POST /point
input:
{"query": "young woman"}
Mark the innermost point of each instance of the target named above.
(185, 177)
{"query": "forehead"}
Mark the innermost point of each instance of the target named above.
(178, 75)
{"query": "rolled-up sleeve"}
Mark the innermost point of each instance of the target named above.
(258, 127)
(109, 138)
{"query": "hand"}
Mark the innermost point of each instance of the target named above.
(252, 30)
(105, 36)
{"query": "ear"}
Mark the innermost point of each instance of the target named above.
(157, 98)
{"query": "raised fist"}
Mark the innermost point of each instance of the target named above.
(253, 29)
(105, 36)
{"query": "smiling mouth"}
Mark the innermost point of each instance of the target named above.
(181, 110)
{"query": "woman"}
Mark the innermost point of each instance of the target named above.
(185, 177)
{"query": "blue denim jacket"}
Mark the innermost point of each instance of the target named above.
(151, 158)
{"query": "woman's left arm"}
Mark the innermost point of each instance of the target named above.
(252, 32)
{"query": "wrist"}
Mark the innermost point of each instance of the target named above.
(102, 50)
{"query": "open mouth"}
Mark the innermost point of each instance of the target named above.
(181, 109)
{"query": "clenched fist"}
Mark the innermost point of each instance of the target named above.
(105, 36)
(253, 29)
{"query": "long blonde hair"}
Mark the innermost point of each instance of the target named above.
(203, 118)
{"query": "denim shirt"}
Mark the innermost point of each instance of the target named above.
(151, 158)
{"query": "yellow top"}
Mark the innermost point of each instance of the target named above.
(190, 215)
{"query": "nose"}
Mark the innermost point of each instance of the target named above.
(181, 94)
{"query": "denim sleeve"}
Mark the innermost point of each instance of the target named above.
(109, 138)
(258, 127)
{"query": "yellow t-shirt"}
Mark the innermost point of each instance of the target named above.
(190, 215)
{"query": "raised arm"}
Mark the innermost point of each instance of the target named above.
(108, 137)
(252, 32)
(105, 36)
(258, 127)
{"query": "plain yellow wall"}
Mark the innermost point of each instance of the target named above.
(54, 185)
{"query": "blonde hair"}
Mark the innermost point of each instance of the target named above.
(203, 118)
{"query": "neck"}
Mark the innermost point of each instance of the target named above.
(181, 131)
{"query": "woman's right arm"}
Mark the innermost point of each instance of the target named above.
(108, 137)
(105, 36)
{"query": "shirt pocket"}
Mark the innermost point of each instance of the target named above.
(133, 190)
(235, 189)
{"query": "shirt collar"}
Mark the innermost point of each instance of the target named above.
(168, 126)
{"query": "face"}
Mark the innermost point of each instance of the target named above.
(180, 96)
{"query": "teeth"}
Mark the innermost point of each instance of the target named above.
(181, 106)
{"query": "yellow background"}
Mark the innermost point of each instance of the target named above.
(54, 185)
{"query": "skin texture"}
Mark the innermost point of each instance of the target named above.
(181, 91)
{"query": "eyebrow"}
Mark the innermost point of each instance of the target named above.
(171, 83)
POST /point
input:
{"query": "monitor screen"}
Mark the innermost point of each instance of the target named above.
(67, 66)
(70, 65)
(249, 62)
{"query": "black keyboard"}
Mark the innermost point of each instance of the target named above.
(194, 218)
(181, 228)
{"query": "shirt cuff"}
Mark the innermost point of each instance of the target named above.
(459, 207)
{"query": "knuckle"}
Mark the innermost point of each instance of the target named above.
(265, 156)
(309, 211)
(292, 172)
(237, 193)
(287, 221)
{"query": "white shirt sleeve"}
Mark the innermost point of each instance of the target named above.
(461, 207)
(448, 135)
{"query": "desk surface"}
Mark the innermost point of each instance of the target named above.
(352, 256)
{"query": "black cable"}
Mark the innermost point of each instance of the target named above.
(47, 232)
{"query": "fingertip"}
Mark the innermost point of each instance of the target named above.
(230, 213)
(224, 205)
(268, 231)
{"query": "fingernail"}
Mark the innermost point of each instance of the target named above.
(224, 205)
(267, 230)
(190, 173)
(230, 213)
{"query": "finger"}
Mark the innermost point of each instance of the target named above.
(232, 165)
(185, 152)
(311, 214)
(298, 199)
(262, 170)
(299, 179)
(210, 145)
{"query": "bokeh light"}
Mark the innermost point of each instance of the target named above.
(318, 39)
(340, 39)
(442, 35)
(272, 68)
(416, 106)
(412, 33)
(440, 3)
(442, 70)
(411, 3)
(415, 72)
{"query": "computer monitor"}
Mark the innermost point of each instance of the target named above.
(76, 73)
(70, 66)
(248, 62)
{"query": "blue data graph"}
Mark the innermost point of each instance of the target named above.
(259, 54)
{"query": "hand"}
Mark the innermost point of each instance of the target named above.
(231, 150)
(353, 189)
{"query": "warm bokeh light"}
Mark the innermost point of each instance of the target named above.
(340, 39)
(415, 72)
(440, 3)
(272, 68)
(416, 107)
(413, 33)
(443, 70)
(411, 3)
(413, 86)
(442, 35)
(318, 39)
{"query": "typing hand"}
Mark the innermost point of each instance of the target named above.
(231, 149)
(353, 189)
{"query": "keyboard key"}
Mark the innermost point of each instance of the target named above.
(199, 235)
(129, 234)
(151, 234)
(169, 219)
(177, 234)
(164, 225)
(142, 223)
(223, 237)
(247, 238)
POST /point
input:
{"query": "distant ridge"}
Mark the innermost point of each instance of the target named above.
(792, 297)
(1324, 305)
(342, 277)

────────────────────────────────────────

[STATED EXERCISE] Send back each record exactly as it stands.

[THE RESULT]
POST /point
input:
{"query": "young woman"}
Mark the innermost point of each instance of the target named above.
(185, 177)
{"query": "forehead"}
Mark the innermost point of each instance of the target named above.
(178, 75)
{"query": "rolled-up sleeve"}
Mark the innermost point of each instance of the target named above.
(258, 127)
(109, 138)
{"query": "hand"}
Mark the innermost point of each instance of the target named above.
(252, 30)
(105, 36)
{"query": "ear"}
Mark the innermost point of each instance of the target named above.
(157, 98)
{"query": "raised fist"}
Mark the innermost point of each instance of the target named above.
(253, 29)
(105, 36)
{"query": "smiling mouth"}
Mark the innermost point of each instance of the target named above.
(181, 110)
{"query": "woman"}
Mark the innermost point of each instance of the target named above.
(185, 177)
{"query": "blue denim jacket"}
Mark the innermost point of each instance of the target named above.
(151, 158)
{"query": "woman's left arm"}
Mark the innermost point of each instance of the target named above.
(252, 32)
{"query": "wrist"}
Mark the innermost point of each instance of the target named above.
(102, 50)
{"query": "open mouth"}
Mark the innermost point of each instance of the target named above.
(181, 109)
{"query": "clenched fist"}
Mark the innermost point of each instance of the target named above.
(105, 36)
(253, 29)
{"query": "long blonde hair"}
Mark the innermost point of each instance of the target named above.
(203, 118)
{"query": "denim shirt"}
Mark the innermost point of each instance of the target named above.
(151, 158)
{"query": "yellow top"}
Mark the innermost point of each instance of the target named above.
(190, 215)
{"query": "nose"}
Mark the innermost point of each instance of the target named above.
(181, 94)
{"query": "denim sleeve"}
Mark the innermost point of each instance of the target named above.
(109, 138)
(258, 127)
{"query": "yellow t-shirt"}
Mark the innermost point of each instance of the target named above.
(190, 215)
{"query": "raised arm"}
Mark the innermost point of each instance of the target named above.
(108, 137)
(252, 32)
(105, 36)
(258, 127)
{"query": "plain yellow wall"}
Mark the innermost point of each instance of the target named above.
(54, 185)
{"query": "blonde hair"}
Mark the innermost point of each instance of the target named above.
(203, 118)
{"query": "neck"}
Mark the innermost point of each instance of the target named above.
(181, 131)
{"query": "woman's right arm"}
Mark the innermost point of each instance of the target named above.
(108, 137)
(105, 36)
{"query": "shirt pocket"}
Mark the innermost point of each instance of the target named above.
(133, 190)
(235, 189)
{"query": "shirt collar"}
Mark the innermost point of each instance of the target named above.
(168, 126)
{"query": "face"}
Mark the innermost point of each instance of the target named above.
(180, 96)
{"query": "teeth"}
Mark the innermost point of each instance of the target named above.
(181, 106)
{"query": "yellow background"}
Mark the innermost point of each instance of the target named above.
(54, 185)
{"query": "skin texture"}
Mark the innermost point of each instance of the target named above.
(181, 91)
{"query": "eyebrow"}
Mark the innermost point of each instance of the target named above.
(171, 83)
POST /point
input:
{"query": "monitor screen"}
Mark the innermost point of each instance of the target named above.
(67, 66)
(70, 65)
(249, 62)
{"query": "black keyboard"}
Mark the innermost point of each instance of the target named above.
(194, 218)
(181, 228)
{"query": "shirt cuff"}
Mark the innermost point of each instance of the target named above.
(459, 207)
{"query": "knuckle"}
Mark the innermost point of each instance of the target named above.
(265, 156)
(309, 211)
(292, 172)
(237, 193)
(287, 221)
{"query": "white shirt sleeve"}
Mark the innermost point of each instance of the target named above.
(461, 207)
(448, 135)
{"query": "desk surface"}
Mark the innermost point of each instance of the target named above.
(352, 256)
{"query": "black cable"}
Mark the innermost point of each instance of the target named above.
(47, 232)
{"query": "fingertip"}
Mark the innermost point of each instance of the target named above.
(230, 213)
(224, 205)
(268, 231)
{"query": "fingernail"}
Mark the innermost point of each instance of the target named above.
(224, 205)
(267, 230)
(190, 173)
(230, 213)
{"query": "finger"}
Mark the innermost point of each instance of the target named above.
(232, 165)
(185, 152)
(311, 214)
(298, 199)
(262, 170)
(299, 179)
(210, 145)
{"query": "bokeh light"}
Mark the innermost point of each instance of the target named above.
(318, 39)
(340, 39)
(442, 35)
(272, 68)
(416, 106)
(412, 33)
(440, 3)
(442, 70)
(411, 3)
(415, 72)
{"query": "computer monitor"}
Mark the innermost point of each instance of the target named above.
(76, 73)
(70, 66)
(248, 62)
{"query": "blue data graph"}
Mark the innermost point of each instance of the target named above.
(259, 54)
{"query": "hand"}
Mark the innermost point of each instance of the target named above.
(231, 150)
(353, 189)
{"query": "warm bokeh light"}
Mark the innermost point of each instance of the target named above.
(340, 39)
(415, 72)
(440, 3)
(272, 68)
(416, 107)
(413, 33)
(443, 70)
(411, 3)
(413, 86)
(442, 35)
(318, 39)
{"query": "typing hand"}
Mark the innermost point of each instance of the target named above.
(231, 149)
(353, 189)
{"query": "keyboard key"}
Mark the innermost point of each instance of the target named above.
(199, 235)
(129, 234)
(151, 234)
(169, 219)
(177, 234)
(164, 225)
(142, 223)
(223, 237)
(247, 238)
POST /point
input:
{"query": "distant ridge"}
Mark the innermost point of each instance of the target named above.
(792, 297)
(1324, 305)
(342, 277)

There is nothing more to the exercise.